CONSIGNE: Reproduisez à l'identique, s'il vous plaît, chacun des enregistrements ci-dessous.

Enregistrements d'un jeu de données de pointage:
══════

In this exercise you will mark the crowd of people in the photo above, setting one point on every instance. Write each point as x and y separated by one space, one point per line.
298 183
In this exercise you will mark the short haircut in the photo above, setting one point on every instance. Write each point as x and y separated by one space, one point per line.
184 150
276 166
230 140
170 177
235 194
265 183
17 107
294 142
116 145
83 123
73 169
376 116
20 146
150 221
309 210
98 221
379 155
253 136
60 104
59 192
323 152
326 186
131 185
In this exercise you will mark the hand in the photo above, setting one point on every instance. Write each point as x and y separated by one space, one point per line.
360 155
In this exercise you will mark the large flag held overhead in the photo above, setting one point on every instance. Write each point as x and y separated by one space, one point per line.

══════

RÉPONSE COMPLÈTE:
In this exercise you will mark the crowd of people in the photo above, setting one point on every instance. Write each point as x and y separated by one space, one point per line.
298 183
In this exercise you will mark the short haircut in the photo above, setting one point on every instance. Write each point as x and y separated by one space, one point per line.
184 150
276 166
230 140
170 177
235 194
265 183
17 107
294 142
116 145
83 123
73 169
376 116
20 146
150 221
309 210
98 221
379 155
253 136
60 104
59 192
323 152
326 186
131 185
In this exercise you will mark the hand in the photo above, setting one point on every instance. Write each point as x and y separated by one space, one point per line.
360 155
In this exercise you will mark the large flag held overhead in the photo above, setting one point on every instance. Write each point as x and y separated by one space, one point per line.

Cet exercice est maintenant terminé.